**Records to process**
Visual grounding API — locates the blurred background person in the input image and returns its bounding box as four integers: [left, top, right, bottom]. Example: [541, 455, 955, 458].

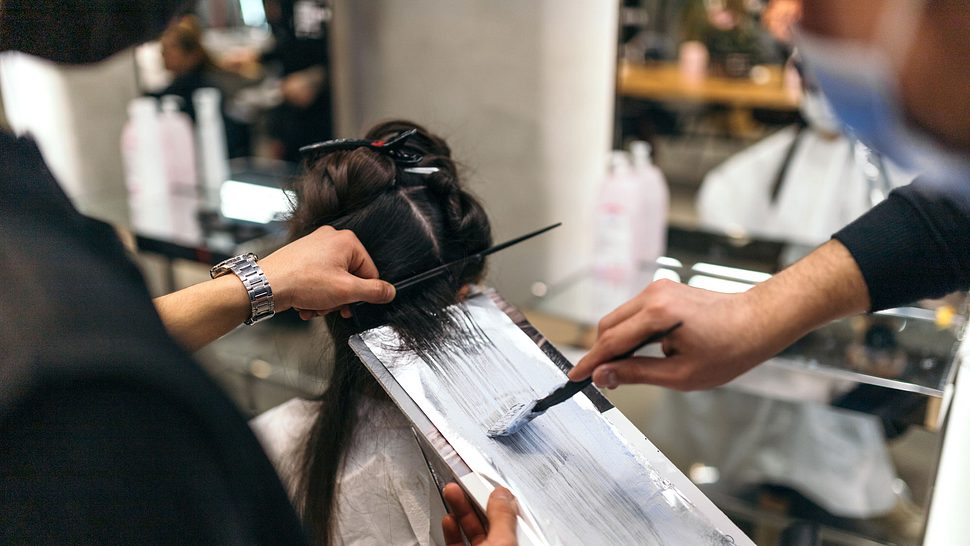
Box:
[156, 14, 257, 158]
[653, 55, 922, 545]
[697, 55, 914, 246]
[259, 0, 333, 162]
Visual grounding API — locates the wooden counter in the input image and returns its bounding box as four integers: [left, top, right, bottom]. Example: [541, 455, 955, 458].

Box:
[618, 60, 799, 111]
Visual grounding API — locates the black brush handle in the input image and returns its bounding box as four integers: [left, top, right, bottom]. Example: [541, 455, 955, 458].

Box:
[532, 321, 683, 413]
[532, 377, 593, 413]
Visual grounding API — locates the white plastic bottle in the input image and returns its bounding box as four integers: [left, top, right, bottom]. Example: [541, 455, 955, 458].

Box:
[629, 140, 669, 286]
[159, 95, 205, 241]
[121, 96, 173, 235]
[591, 151, 640, 318]
[159, 95, 198, 194]
[193, 87, 230, 206]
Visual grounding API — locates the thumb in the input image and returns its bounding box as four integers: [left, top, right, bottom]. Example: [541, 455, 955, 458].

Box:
[592, 356, 687, 389]
[485, 487, 518, 546]
[345, 276, 396, 304]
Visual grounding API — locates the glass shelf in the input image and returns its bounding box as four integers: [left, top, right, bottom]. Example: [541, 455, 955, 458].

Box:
[527, 226, 966, 413]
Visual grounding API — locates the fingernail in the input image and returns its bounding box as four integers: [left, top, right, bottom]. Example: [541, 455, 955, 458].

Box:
[596, 369, 618, 390]
[494, 488, 518, 512]
[494, 488, 514, 501]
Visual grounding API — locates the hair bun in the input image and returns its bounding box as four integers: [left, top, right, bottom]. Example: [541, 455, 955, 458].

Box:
[329, 148, 397, 206]
[289, 147, 396, 232]
[290, 119, 492, 266]
[422, 161, 461, 196]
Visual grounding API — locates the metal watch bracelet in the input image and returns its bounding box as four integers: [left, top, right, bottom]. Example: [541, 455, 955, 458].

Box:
[209, 253, 275, 325]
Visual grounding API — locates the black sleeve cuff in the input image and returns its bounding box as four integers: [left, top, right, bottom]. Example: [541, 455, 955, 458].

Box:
[832, 184, 970, 312]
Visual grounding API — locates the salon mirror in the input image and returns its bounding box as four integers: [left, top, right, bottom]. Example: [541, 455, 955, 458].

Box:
[549, 2, 952, 544]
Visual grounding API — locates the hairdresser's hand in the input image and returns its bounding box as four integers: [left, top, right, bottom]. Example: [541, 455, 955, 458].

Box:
[568, 280, 773, 390]
[260, 226, 395, 319]
[568, 241, 872, 390]
[281, 66, 325, 108]
[442, 484, 518, 546]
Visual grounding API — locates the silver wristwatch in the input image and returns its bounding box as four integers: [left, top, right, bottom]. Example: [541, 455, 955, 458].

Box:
[210, 253, 275, 325]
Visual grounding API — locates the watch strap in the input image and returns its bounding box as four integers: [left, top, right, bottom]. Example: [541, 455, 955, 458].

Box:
[210, 253, 275, 325]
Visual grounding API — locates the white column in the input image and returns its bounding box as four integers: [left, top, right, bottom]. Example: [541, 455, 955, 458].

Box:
[330, 0, 618, 303]
[923, 335, 970, 545]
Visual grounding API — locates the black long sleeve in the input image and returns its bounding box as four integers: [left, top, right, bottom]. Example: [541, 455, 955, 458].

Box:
[833, 182, 970, 311]
[1, 384, 306, 545]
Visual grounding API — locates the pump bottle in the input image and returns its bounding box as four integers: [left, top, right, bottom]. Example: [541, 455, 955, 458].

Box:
[121, 96, 173, 235]
[629, 140, 669, 286]
[193, 87, 230, 206]
[158, 95, 198, 194]
[592, 151, 640, 317]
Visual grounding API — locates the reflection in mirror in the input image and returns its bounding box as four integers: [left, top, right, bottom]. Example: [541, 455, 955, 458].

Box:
[616, 0, 918, 247]
[135, 0, 334, 162]
[598, 2, 947, 545]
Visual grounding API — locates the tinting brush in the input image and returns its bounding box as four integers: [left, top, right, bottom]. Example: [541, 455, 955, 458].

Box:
[486, 322, 683, 438]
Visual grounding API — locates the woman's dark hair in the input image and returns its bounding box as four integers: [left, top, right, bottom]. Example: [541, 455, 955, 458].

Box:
[287, 120, 492, 545]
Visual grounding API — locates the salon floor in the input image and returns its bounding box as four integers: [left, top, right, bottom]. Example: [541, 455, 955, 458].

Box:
[140, 254, 939, 546]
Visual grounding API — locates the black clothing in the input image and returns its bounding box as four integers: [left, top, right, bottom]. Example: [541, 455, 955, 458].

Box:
[833, 183, 970, 311]
[266, 97, 332, 163]
[0, 132, 306, 545]
[262, 0, 330, 77]
[262, 0, 333, 161]
[0, 0, 185, 65]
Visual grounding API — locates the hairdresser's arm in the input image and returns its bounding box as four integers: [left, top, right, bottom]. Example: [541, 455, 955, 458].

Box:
[442, 484, 518, 546]
[830, 182, 970, 310]
[568, 240, 869, 390]
[154, 226, 395, 352]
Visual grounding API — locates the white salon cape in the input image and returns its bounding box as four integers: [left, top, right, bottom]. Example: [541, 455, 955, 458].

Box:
[697, 125, 911, 246]
[680, 125, 914, 518]
[251, 398, 446, 546]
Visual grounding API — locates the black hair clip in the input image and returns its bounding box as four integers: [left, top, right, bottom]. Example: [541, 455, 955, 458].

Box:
[299, 128, 423, 165]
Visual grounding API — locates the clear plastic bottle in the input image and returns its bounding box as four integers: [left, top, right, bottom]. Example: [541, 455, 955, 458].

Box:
[193, 87, 230, 206]
[159, 95, 198, 194]
[592, 151, 640, 317]
[629, 140, 669, 286]
[121, 96, 173, 235]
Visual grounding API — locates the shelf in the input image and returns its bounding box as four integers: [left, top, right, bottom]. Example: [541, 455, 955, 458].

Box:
[527, 226, 966, 420]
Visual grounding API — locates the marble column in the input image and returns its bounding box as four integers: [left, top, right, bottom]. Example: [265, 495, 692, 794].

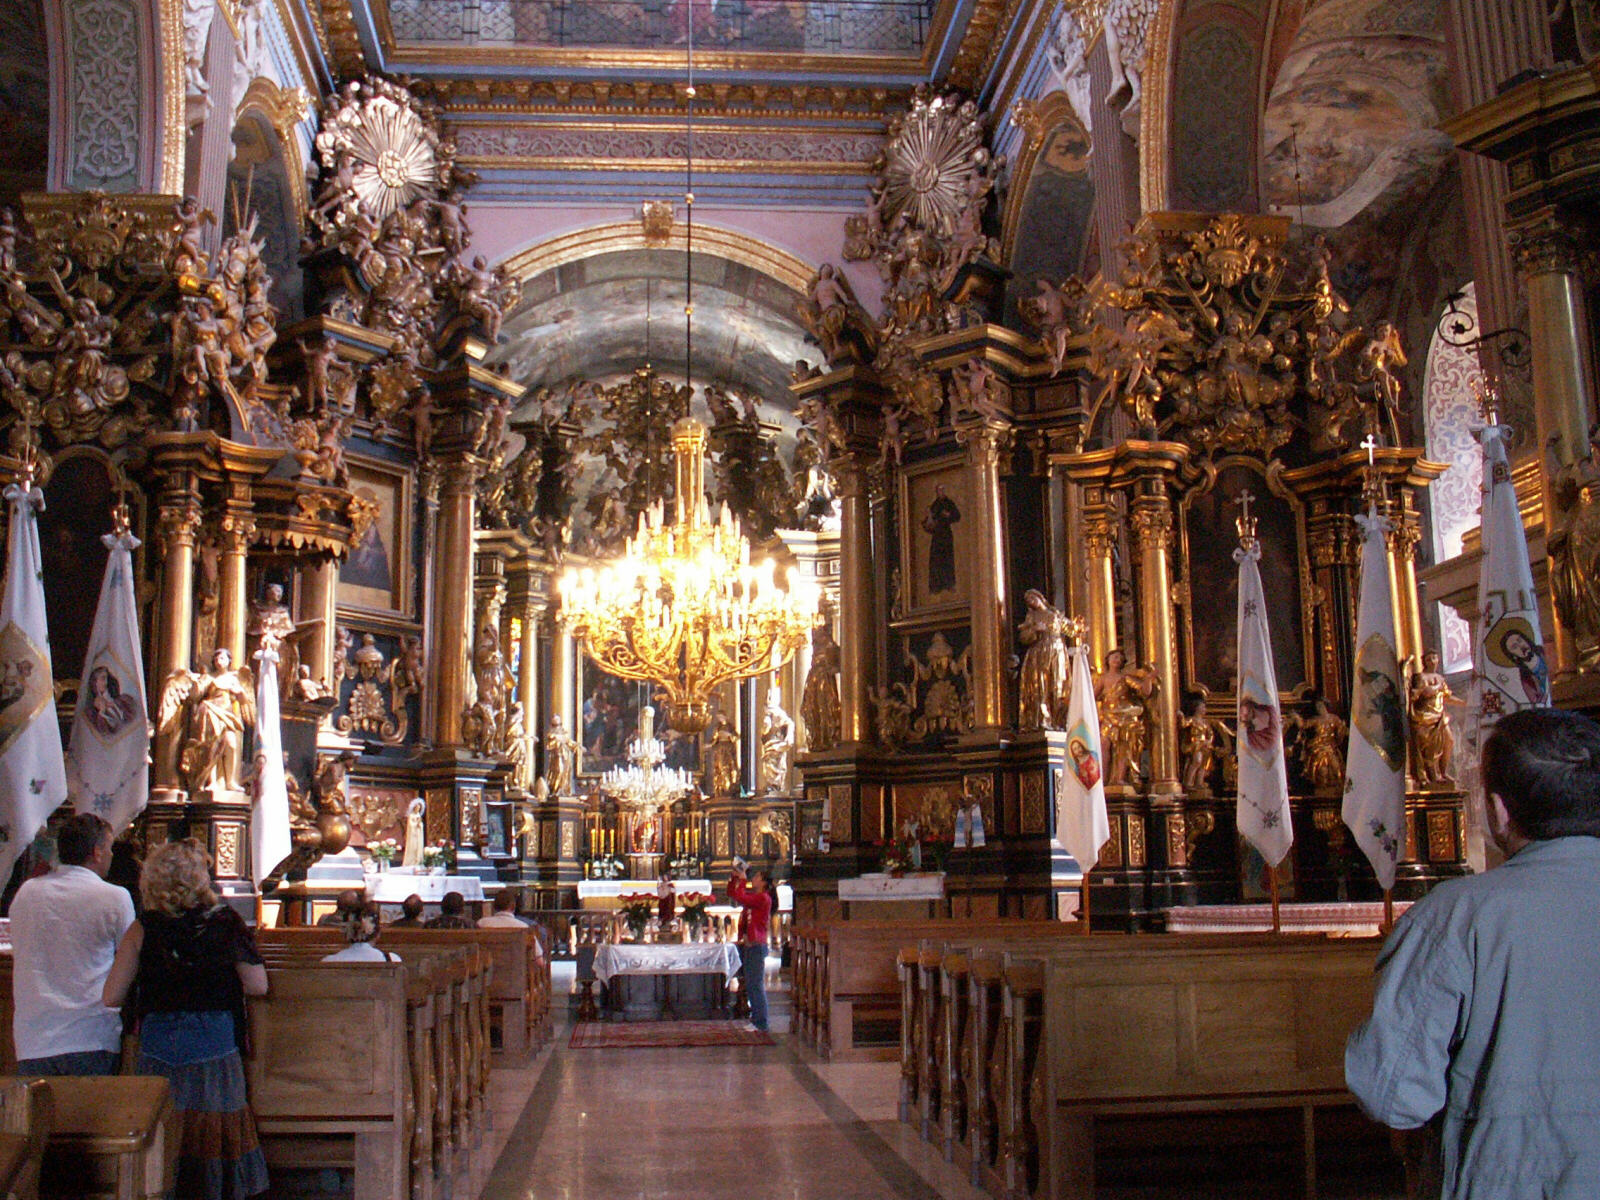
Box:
[957, 419, 1012, 732]
[836, 456, 878, 746]
[428, 457, 481, 747]
[1511, 211, 1598, 676]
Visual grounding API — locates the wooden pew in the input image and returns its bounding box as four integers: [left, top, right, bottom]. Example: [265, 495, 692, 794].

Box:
[969, 935, 1386, 1200]
[793, 919, 1072, 1063]
[0, 1077, 51, 1200]
[260, 925, 549, 1057]
[251, 940, 492, 1200]
[33, 1075, 175, 1200]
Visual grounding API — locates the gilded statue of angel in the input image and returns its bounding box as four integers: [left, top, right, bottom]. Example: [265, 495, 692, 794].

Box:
[159, 646, 256, 796]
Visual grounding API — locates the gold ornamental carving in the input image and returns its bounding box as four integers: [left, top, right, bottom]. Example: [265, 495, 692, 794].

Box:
[1426, 809, 1456, 863]
[1019, 772, 1047, 834]
[1508, 212, 1587, 278]
[214, 823, 242, 877]
[829, 783, 854, 843]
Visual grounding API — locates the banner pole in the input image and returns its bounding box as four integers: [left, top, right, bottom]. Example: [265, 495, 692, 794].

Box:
[1382, 888, 1395, 934]
[1080, 870, 1092, 934]
[1268, 864, 1282, 934]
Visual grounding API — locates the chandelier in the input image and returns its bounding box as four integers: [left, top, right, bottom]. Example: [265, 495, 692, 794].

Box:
[559, 418, 818, 732]
[556, 26, 818, 733]
[599, 706, 695, 814]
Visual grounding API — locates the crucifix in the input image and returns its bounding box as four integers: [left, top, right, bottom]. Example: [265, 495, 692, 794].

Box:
[1232, 487, 1257, 547]
[1360, 432, 1379, 467]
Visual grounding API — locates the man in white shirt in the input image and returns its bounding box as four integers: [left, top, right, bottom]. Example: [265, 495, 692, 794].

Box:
[477, 888, 529, 929]
[10, 814, 134, 1075]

**What needs to be done**
Which lines of the data include "salon"? Copy each of them.

**Result**
Visual grounding API — locates the salon mirror in the input image and returns its bounding box as four integers: [left, top, right, bottom]. Example: [541, 455, 955, 458].
Visual grounding API — locates the salon floor in the input image and returns its bounding box as four integers: [left, top, right, bottom]. Example: [541, 455, 955, 458].
Visual grounding API — locates the white salon cape in the input image and returns its bounding box as four integers: [left, top, right, bottom]. Example: [541, 455, 955, 458].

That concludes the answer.